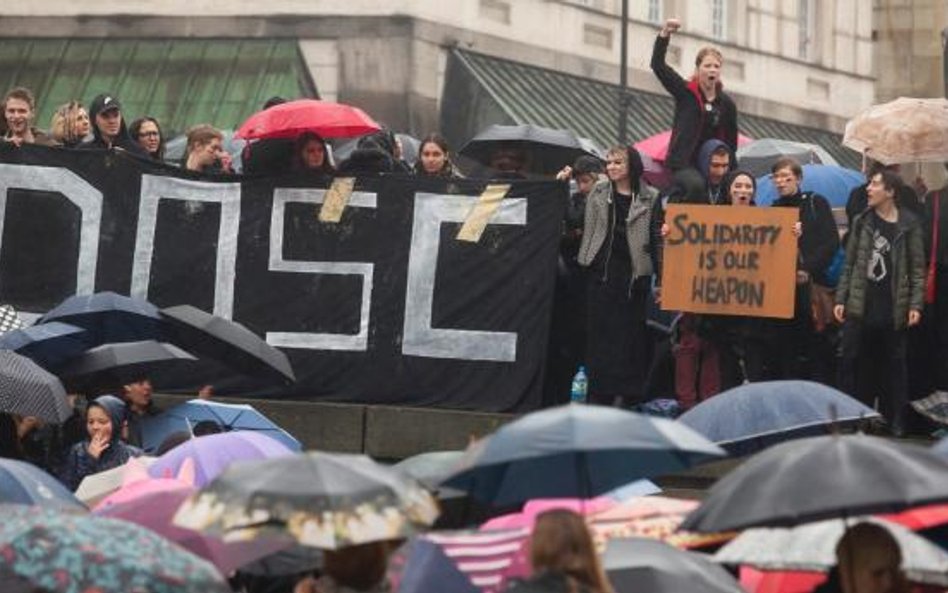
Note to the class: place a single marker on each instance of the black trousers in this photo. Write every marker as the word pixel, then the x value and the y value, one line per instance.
pixel 873 366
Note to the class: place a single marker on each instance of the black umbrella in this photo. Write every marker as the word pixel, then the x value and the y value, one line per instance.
pixel 109 317
pixel 116 364
pixel 48 344
pixel 29 390
pixel 822 478
pixel 639 565
pixel 547 150
pixel 225 341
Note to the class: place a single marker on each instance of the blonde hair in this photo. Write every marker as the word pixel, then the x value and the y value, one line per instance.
pixel 561 543
pixel 63 125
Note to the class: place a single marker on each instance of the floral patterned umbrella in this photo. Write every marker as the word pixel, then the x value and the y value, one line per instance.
pixel 326 501
pixel 70 553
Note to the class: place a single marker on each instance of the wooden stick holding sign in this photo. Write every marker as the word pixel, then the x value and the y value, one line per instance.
pixel 730 260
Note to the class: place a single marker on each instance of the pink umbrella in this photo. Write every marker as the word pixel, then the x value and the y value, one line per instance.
pixel 657 146
pixel 527 517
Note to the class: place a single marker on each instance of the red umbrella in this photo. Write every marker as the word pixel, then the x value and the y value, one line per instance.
pixel 289 120
pixel 657 146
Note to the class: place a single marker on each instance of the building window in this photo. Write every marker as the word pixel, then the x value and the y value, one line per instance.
pixel 806 24
pixel 598 36
pixel 496 10
pixel 718 16
pixel 655 11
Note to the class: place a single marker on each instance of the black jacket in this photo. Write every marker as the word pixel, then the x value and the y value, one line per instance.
pixel 689 112
pixel 820 240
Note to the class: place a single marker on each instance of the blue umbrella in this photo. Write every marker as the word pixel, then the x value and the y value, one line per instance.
pixel 227 417
pixel 754 416
pixel 48 344
pixel 577 451
pixel 421 566
pixel 109 317
pixel 24 483
pixel 832 182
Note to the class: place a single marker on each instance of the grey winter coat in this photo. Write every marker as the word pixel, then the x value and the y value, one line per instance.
pixel 908 262
pixel 598 227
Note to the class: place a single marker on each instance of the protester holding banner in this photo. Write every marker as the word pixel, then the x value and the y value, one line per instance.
pixel 616 246
pixel 147 132
pixel 702 110
pixel 70 124
pixel 880 295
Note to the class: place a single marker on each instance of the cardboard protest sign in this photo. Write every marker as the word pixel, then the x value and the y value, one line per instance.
pixel 730 260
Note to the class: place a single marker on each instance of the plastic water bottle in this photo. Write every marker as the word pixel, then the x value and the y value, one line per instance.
pixel 580 386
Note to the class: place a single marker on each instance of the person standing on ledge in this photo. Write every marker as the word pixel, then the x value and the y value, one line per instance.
pixel 703 111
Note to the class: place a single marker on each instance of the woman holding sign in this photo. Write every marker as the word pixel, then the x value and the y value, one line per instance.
pixel 880 295
pixel 616 246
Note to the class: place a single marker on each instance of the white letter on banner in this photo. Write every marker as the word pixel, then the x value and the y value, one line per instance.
pixel 87 198
pixel 154 189
pixel 310 340
pixel 419 338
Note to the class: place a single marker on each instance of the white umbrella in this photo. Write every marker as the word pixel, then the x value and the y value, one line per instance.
pixel 812 547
+-------+
Reproduce every entry above word for word, but leave out the picture.

Note to the class: place a single marker on each instance of the black trousers in this photo. Write every marker as the word pixel, then the x value and the y value, one line per instance.
pixel 873 366
Note to the class: place a single marker on each instance of the black umbrella in this photo. Write every marker as the word pixel, then the x value and the y value, one line per instance.
pixel 109 317
pixel 116 364
pixel 48 344
pixel 29 390
pixel 822 478
pixel 639 565
pixel 547 150
pixel 225 341
Note to the class: place a single marker on each instance of the blonde hair in this photo. Write every marker as the word pixel, then the x value and the y value, one line per instance.
pixel 561 543
pixel 63 125
Note to the class: place a single marker on each instance of the floral patterned umbrella in this photo. Write every marker as the word pixel, then the x value and the y value, one line per instance.
pixel 326 501
pixel 70 553
Note to the class: place a single marker on each instance of the wooden stick holding sign in this photo. Write every marker as the word pixel, then the x value and the y value, one line per instance.
pixel 730 260
Note to the class: place a single marker on each instance of the pink umbrella in this photo. Write every marker as the word pixel, then the x value and the y value, one line per instance.
pixel 657 146
pixel 527 517
Note to the class: place a single marker on each instance of the red umbrella in this photo. Write every marker as the word pixel, then the x value and the y value, one line per instance.
pixel 289 120
pixel 657 146
Note to the class: place a single marker on each instance of the building window in this photo. Write every marker as the word pixel, then the x value and the y value, one line per instance.
pixel 806 24
pixel 598 36
pixel 496 10
pixel 718 16
pixel 655 11
Note to the class: place a single marker on each instance of the black jacket in this photo. Write every marker as the word pixel, then the x value and the y value, one line per instance.
pixel 689 112
pixel 820 240
Note to the class: place a single marker on each instance of the blue umbrella in this photo. Write every marker as the word pixel, then the x value and the y value, one line per instance.
pixel 227 417
pixel 754 416
pixel 48 344
pixel 577 451
pixel 421 566
pixel 109 317
pixel 24 483
pixel 832 182
Note to the class: place a single marker on each instance of the grey winter coat in this photo. Write every marker as the word pixel, then the x value and the y value, one line per instance.
pixel 908 262
pixel 598 227
Note to the class: place a single marker on each instance of the protester holding banner in this photo. Write every marker as the word pixel, then the x value and the y value, one line per instance.
pixel 616 246
pixel 147 132
pixel 702 110
pixel 70 124
pixel 880 295
Note to the class: place a single marker on each instance of the cardboard protest sign in this photo. Write every marker as the word pixel, then the x value and the y value, one line per instance.
pixel 730 260
Note to the class: place a single marker on each instance of the plastic water bottle in this photo. Write every marker as the word pixel, then the x value and the y value, one line per instance.
pixel 580 386
Note to the class: place a single marker on each instance of the person standing on ledge in this photo. Write every marker as the word pixel, then the x value and the y value, one line per instance.
pixel 703 111
Note to the class: place a single marker on each instance of the woman holding sign in this photo. Write every marker as the word pixel, then the x value and the y value, one line per instance.
pixel 880 295
pixel 616 246
Note to the class: place a single marker on each instance of the white letter on banner in this photo. Write every marker as the word pixel, then the x value and the y value, one line per instance.
pixel 87 198
pixel 154 189
pixel 310 340
pixel 419 338
Note to the class: place a single marker on each instance of the white umbrella in this photo. Write every marker as the word pixel, then the x value and the y value, one line per instance.
pixel 812 547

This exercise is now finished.